« Nos députés ont-ils rempli leur devoir ? » C’est à partir de cette question que le LCPS (Lebanese Center for Policy Studies) a effectué une étude chiffrée pour mesurer et évaluer les prestations des membres sortant du Parlement pour la période s’étendant de 2009 jusqu’à 2017.
Annoncés jeudi lors d’une conférence organisée au Mövenpick, les résultats sont « choquants » et « désolants », notamment pour ce qui est du taux de productivité des législateurs et de la pertinence des lois adoptées par rapport aux doléances des citoyens (également répertoriées dans l’étude). Réduite à son strict minimum également, la mission de contrôle de la politique du gouvernement, qui incombe aux députés, laisse tout autant à désirer. C’est ce qui ressort des chiffres dévoilés par cette étude, qui constituent une véritable mise à nu des parlementaires, de leur sérieux et de leur efficacité.
Dévoilée un mois et demi avant les législatives, le timing de la publication des résultats « est voulu », relèvent le directeur exécutif du LCPS, Sami Atallah et le président du conseil d’administration, Mohammad Alem. Selon eux, ces informations sont l’occasion pour les citoyens de faire un choix éclairé lors de la prochaine consultation électorale.

= = =

(Consignes):
A. D'après l'extrait, quelle période l'étude du LCPS couvre-t-elle ?
B. Indiquez si chacune de ces affirmations concorde avec l'extrait : (i) les résultats ont été annoncés lors d'une conférence au Mövenpick ; (ii) les résultats ont été publiés trois mois avant les législatives ; (iii) Sami Atallah préside le conseil d'administration du LCPS.
C. Prélevez dans l'extrait le passage qui commence aux mots « Dévoilée un mois » ; arrêtez-vous après « prochaine consultation électorale. ».
Les items n'ont aucun rôle dans cet exercice.

= = =

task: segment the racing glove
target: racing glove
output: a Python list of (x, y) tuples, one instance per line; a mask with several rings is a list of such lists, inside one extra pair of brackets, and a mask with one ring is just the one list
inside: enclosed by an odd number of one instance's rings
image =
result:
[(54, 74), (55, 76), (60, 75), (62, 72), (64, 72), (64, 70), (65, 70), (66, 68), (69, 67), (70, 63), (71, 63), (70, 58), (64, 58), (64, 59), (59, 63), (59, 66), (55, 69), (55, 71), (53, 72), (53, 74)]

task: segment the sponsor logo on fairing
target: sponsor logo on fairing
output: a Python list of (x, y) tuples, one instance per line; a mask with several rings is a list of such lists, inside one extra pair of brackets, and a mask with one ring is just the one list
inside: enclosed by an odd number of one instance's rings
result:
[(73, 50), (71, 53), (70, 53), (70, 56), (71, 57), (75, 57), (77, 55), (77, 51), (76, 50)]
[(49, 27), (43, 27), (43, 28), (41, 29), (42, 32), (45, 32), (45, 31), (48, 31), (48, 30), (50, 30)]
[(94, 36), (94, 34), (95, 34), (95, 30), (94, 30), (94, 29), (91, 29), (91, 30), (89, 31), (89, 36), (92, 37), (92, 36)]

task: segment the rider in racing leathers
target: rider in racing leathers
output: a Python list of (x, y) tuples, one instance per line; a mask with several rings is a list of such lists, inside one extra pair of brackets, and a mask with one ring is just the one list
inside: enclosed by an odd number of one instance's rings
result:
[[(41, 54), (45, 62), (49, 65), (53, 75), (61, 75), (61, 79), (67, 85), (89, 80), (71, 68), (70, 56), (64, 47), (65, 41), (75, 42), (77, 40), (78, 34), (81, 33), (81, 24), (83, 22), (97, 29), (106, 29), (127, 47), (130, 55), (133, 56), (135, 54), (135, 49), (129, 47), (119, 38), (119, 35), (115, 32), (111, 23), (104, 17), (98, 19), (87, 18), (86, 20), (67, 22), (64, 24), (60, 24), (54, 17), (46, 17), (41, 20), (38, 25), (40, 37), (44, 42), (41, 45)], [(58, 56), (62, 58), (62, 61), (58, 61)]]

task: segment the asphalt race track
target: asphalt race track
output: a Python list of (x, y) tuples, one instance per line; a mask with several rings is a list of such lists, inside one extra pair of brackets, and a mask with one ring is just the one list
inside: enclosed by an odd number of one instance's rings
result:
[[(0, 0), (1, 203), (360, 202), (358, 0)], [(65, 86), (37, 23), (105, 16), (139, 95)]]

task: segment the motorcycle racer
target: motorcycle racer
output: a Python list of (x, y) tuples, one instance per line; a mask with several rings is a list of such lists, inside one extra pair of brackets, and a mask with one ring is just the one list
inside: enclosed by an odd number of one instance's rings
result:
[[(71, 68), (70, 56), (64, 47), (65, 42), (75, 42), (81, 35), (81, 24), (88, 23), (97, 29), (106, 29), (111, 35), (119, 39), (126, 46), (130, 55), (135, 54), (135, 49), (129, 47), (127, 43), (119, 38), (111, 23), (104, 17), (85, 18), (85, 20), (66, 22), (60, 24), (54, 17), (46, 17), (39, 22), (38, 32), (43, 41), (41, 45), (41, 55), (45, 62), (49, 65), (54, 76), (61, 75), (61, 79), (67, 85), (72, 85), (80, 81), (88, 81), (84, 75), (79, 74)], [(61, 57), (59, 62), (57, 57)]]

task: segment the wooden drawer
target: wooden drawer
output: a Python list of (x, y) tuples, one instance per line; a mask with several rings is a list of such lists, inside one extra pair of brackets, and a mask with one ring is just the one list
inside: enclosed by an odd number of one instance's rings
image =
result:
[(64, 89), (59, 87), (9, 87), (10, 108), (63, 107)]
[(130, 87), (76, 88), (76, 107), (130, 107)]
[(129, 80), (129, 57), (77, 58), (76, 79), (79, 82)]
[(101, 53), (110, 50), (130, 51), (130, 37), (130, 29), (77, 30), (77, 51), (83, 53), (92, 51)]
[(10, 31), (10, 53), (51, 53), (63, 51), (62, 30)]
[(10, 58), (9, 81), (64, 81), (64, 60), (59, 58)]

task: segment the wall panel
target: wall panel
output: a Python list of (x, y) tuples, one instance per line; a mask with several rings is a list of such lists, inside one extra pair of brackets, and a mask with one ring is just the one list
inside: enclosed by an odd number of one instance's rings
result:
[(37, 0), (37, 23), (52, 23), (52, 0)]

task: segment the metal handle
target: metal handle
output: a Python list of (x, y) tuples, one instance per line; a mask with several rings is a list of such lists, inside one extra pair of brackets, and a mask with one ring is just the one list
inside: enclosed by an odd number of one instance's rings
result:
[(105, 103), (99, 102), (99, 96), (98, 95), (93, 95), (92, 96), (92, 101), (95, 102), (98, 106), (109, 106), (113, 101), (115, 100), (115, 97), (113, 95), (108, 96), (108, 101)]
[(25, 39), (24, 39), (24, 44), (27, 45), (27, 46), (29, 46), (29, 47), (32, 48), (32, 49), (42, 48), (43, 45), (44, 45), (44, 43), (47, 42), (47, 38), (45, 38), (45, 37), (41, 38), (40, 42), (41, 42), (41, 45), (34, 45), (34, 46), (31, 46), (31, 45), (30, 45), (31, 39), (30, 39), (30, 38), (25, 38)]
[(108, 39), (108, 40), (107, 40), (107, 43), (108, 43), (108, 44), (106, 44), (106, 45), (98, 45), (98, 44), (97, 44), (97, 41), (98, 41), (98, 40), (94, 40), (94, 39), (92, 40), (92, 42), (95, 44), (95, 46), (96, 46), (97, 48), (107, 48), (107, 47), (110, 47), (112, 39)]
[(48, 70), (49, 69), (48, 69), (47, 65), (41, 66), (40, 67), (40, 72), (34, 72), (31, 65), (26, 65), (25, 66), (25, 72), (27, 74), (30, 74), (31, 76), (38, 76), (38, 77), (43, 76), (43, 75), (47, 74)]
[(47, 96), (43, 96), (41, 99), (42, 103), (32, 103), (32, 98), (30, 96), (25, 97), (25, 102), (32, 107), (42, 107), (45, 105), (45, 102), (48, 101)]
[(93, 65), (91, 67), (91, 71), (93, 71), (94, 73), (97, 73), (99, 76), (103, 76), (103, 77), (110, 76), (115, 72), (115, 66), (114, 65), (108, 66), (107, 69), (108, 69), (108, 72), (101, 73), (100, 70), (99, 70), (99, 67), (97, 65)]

= = =

(Réponses):
A. De 2009 jusqu'à 2017.

B.
(i) Oui : « Annoncés jeudi lors d’une conférence organisée au Mövenpick ».
(ii) Non : « Dévoilée un mois et demi avant les législatives ».
(iii) Non : « le directeur exécutif du LCPS, Sami Atallah ».

C.
Dévoilée un mois et demi avant les législatives, le timing de la publication des résultats « est voulu », relèvent le directeur exécutif du LCPS, Sami Atallah et le président du conseil d’administration, Mohammad Alem. Selon eux, ces informations sont l’occasion pour les citoyens de faire un choix éclairé lors de la prochaine consultation électorale.